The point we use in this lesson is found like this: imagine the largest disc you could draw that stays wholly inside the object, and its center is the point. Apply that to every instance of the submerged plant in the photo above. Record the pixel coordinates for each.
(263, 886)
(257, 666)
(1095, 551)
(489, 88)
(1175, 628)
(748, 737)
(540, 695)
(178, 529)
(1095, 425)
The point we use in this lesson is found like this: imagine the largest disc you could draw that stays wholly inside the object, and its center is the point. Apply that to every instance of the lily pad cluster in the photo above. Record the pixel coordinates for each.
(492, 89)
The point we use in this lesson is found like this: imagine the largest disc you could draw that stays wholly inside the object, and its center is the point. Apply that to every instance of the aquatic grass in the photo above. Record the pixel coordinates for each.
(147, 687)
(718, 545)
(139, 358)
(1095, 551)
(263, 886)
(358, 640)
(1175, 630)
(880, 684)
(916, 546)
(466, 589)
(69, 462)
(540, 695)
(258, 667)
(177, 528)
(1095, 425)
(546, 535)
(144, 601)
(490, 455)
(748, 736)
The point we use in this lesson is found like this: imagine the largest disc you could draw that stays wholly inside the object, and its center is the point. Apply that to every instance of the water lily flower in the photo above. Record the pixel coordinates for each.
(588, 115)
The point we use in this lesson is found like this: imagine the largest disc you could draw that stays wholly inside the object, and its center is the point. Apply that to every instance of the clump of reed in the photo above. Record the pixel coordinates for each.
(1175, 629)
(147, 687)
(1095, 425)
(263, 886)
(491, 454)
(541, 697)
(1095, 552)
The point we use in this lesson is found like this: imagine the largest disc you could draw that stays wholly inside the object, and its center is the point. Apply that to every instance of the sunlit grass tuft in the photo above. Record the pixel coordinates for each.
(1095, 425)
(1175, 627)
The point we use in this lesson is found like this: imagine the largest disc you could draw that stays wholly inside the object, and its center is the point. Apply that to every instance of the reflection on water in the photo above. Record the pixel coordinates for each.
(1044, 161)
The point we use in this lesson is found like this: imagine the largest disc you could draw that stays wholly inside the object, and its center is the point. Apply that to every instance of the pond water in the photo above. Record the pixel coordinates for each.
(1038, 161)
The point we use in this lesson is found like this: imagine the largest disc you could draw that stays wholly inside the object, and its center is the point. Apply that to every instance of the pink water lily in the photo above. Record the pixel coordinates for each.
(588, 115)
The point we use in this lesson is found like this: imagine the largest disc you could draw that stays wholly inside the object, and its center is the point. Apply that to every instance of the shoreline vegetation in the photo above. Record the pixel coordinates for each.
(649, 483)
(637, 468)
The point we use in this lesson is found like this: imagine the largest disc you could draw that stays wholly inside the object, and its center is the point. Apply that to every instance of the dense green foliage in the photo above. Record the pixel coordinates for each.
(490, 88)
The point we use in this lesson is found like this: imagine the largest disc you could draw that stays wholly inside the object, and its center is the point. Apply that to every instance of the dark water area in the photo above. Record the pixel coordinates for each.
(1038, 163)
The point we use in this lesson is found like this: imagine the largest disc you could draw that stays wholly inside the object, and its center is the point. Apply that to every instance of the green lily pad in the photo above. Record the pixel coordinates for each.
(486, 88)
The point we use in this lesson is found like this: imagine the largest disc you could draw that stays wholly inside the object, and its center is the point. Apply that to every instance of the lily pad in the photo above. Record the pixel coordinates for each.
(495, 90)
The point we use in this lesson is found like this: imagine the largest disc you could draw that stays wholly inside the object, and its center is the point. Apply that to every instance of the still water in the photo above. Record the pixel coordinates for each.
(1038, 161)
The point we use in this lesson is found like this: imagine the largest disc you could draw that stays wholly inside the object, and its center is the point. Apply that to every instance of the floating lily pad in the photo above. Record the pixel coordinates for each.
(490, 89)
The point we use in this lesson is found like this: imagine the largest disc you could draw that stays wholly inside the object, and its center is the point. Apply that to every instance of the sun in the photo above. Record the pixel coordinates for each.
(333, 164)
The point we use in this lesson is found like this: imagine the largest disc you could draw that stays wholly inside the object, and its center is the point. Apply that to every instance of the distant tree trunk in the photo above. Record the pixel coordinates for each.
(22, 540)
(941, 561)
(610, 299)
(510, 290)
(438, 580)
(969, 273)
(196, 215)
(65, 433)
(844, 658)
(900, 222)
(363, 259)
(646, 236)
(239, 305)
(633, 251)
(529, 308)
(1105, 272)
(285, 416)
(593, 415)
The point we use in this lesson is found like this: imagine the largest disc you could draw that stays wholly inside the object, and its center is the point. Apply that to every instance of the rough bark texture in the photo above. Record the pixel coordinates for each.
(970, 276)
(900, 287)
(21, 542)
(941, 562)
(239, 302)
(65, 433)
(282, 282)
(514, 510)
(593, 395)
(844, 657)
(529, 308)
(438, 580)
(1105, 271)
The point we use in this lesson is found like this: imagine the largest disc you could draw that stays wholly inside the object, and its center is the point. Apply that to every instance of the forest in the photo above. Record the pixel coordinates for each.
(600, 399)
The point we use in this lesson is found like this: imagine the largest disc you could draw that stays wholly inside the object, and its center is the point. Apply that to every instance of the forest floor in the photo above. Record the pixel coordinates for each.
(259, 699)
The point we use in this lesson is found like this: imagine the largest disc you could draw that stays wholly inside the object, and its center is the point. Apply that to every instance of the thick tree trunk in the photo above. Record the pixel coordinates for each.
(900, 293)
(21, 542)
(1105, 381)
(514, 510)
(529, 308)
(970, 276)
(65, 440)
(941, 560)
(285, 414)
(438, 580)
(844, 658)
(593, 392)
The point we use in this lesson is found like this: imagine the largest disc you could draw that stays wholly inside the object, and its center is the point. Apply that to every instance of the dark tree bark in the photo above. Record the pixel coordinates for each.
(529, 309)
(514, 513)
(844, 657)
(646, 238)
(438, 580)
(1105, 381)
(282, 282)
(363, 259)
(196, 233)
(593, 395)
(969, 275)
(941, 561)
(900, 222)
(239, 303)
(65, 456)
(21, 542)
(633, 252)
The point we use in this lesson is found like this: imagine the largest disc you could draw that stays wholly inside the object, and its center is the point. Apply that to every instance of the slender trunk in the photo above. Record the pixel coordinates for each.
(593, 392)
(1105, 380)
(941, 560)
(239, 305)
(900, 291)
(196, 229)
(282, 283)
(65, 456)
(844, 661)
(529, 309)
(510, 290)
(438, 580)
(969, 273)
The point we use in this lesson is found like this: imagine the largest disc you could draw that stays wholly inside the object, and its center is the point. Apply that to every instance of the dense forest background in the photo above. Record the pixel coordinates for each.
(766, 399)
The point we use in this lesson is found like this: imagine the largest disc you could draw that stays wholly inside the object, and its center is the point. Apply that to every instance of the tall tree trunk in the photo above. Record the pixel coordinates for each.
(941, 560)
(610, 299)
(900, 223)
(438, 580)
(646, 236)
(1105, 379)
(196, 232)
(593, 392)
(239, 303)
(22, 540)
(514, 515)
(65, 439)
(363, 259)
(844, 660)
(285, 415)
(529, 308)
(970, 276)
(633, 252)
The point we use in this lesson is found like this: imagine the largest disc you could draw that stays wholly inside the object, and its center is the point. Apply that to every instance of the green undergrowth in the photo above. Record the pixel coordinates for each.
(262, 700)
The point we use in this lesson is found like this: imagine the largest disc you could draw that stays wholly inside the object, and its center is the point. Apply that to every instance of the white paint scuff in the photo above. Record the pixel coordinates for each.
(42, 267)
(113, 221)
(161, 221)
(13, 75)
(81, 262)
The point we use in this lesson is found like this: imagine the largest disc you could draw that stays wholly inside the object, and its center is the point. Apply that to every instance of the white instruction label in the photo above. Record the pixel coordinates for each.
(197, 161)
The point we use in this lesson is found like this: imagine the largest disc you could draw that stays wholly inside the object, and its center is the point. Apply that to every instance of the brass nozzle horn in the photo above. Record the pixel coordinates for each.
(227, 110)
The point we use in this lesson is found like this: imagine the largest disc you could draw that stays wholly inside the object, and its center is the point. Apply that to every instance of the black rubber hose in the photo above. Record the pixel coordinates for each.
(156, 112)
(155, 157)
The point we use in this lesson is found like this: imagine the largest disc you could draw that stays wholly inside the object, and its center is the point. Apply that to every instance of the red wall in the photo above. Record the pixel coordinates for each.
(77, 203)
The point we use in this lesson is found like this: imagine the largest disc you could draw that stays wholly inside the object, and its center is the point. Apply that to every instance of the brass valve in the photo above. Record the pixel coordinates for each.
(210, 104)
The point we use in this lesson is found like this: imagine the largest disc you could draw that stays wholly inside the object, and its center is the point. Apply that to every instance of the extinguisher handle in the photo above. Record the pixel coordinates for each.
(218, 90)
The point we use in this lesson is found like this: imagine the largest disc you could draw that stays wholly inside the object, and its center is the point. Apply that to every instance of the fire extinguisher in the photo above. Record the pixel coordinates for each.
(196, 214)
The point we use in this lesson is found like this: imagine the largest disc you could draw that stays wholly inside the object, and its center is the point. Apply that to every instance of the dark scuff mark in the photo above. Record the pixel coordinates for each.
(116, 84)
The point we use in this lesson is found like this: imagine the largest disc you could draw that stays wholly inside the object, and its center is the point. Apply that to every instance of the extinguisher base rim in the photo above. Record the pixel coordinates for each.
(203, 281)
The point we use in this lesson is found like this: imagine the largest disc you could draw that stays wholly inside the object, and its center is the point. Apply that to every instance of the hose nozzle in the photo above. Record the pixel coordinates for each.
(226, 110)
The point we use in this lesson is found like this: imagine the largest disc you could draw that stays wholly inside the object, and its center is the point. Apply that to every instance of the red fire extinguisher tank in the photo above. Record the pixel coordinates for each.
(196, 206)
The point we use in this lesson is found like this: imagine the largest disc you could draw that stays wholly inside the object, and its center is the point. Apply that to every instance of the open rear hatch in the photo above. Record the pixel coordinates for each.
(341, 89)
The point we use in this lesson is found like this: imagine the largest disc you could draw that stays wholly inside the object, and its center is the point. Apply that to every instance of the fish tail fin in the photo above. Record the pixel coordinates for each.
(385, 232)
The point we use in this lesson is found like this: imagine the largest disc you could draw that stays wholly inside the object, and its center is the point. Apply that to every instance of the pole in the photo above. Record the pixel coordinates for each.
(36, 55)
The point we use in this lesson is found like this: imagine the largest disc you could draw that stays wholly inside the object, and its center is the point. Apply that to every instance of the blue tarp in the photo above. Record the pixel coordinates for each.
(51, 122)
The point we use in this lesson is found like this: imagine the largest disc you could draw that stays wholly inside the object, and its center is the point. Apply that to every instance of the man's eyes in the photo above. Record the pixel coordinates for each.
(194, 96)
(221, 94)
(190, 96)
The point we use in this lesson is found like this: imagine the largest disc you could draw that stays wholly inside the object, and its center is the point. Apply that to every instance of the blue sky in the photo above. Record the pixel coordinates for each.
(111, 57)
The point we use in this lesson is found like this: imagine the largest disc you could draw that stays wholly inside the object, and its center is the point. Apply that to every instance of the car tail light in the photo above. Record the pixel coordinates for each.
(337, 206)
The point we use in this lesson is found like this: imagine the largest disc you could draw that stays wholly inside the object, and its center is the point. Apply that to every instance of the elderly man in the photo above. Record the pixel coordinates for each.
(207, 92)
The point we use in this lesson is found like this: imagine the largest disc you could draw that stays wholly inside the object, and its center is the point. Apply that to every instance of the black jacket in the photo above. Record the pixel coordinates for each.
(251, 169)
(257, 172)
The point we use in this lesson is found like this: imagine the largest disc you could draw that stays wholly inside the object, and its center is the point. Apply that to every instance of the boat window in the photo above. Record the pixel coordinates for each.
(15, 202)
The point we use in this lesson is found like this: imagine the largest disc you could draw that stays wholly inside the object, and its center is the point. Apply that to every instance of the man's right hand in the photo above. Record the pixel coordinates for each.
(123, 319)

**ABOUT THIS EXERCISE**.
The line containing "the man's right" begins the span, and the last line of the records above ends it. Return that span exactly, and nothing outside it.

**RESPONSE**.
The point we use in this lesson is found like this: imagine the largest disc you could draw that stays wholly inside the object, and its center is the point. Apply that to every instance of the man's right hand in the photo above. Record the pixel coordinates for each.
(123, 319)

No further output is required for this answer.